## Source
[start]
The minute you make one exception, then the entire exercise is over. You will have 10 people outside the door crying that they also had a force majeure situation.

Why were home buyers treated as financial creditors instead of operational creditors? What was the reasoning?
That is a tough question. Right now the Code has operational and financial creditors. And we have differing judgements on whether home loans are operational, or financial or neither. They fall between the cracks. But it had to be dealt with. Here too we had to take a stand because of the Supreme Court case where there were 30,000 home buyers. It was an emotive issue as well. Now we had the question: should the home loan be financial or operational. If you are a financial creditor, you sit at the (negotiating) table. If you are an operational creditor, you don’t sit at the table. However, the home buyer is giving a cash in advance. So it is more of a financial creditor. There will be a trustee who will represent the interests of all the home buyers, and must listen to them individually and not collectively.

What is the status of the other companies apart from the first 12?
The remaining 24 were listed in January and many settlements are already taking place even before they went to the National Company Law Tribunal (NCLT). Section 29 (a) has actually pushed promoters to seek settlement before the matter reaches the NCLT.

There is a Bombay High Court judgment which says that NCLT cannot be applied retrospectively. Your views.
All I can say is that this is surprising. In fact there is a clause in the Code which says that if you have not complied with the provisions of the IBC, you have a 30-day window to do so.

Do you expect delays in the process to take place?
It all depends on the way the infrastructure is enhanced. We have already increased the number of tribunals to three. We will need at least five. Plus we have only one appellate tribunal. We may need at least two more.
[end]
## Provided data
[start]
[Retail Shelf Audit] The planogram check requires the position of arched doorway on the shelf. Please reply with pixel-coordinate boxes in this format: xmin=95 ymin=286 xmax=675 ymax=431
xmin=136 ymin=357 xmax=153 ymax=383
[end]
## Tasks and exercises
A. Write out the insolvency interview from "There is a Bombay" through "to take place?", swapping "IBC" for "Insolvency and Bankruptcy Code".
B. According to the insolvency interview, how many home buyers were involved in the Supreme Court case?
The data has no connection to the interview.

## Solutions below
A.
There is a Bombay High Court judgment which says that NCLT cannot be applied retrospectively. Your views.
All I can say is that this is surprising. In fact there is a clause in the Code which says that if you have not complied with the provisions of the Insolvency and Bankruptcy Code, you have a 30-day window to do so.

Do you expect delays in the process to take place?

B. 30,000